PAGE TEXT –
☆ ☆ ☆
[Lustre-discuss] Nodes claim error with files, then say everything is fine.

Wed Aug 6 10:08:01 PDT 2008

On Wed, Aug 6, 2008 at 10:45 AM, Brian J. Murrell <Brian.Murrell at sun.com> wrote:
> On Wed, 2008-08-06 at 10:41 -0600, Chris Worley wrote:
>>
>> Is there anything in /proc or /sys I can look at to see whatever
>> "keepalive" parameters are setup?
>
> All timeouts are based on the obd_timeout in /proc/sys/lustre/timeout
> which MUST be the same on all nodes.
>

Would you suggest I increase or decrease this value?

Is there a way to inhibit the eviction, or is that necessary to keep
really dead clients from locking-out files.

>> The systems aren't dying.
☆ ☆ ☆
DATA PROVIDED –

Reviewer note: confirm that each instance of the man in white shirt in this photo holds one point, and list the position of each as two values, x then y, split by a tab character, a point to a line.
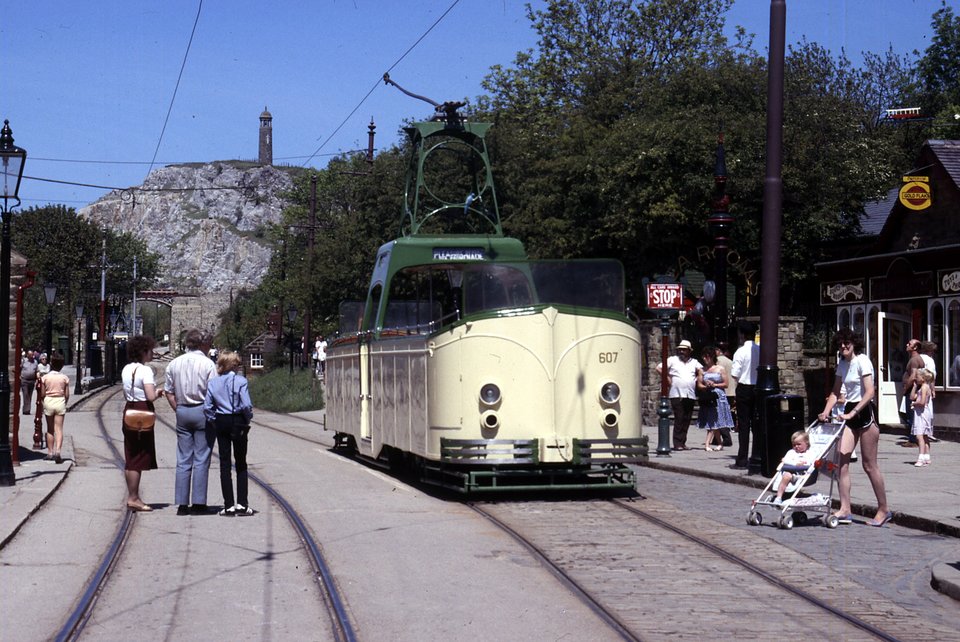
☆ ☆ ☆
SET OF TASKS –
a. In the Lustre mailing-list thread, restate the paragraph beginning "All timeouts are based on" in a single shorter sentence that keeps its main facts.
b. Duplicate the Lustre mailing-list thread word for word from "Would you suggest" to "systems aren't dying.".
c. Go on with the Lustre mailing-list thread, starting right after its last line.

IN RESPONSE –
a. Every timeout derives from the obd_timeout value in /proc/sys/lustre/timeout, which must be identical on all nodes.

b.
Would you suggest I increase or decrease this value?

Is there a way to inhibit the eviction, or is that necessary to keep
really dead clients from locking-out files.

>> The systems aren't dying.

c.
>
> They are failing to communicate with the MDS for some reason.  Network
> problems perhaps?  You could try enabling +rpctrace debug and inspecting
> the debug file for RPCs to see if the client is indeed sending something
> (even if it's a ping) at regular intervals.

All the systems (RHEL4 and 5 clients, Lustre servers) are on the same
ethernet and IB switches.  There were no issues before the 1.6.5.1
upgrade with the RHEL5 nodes.

Would a normal ping do it?  I can jury-rig all the RHEL5 nodes to ping the MDS.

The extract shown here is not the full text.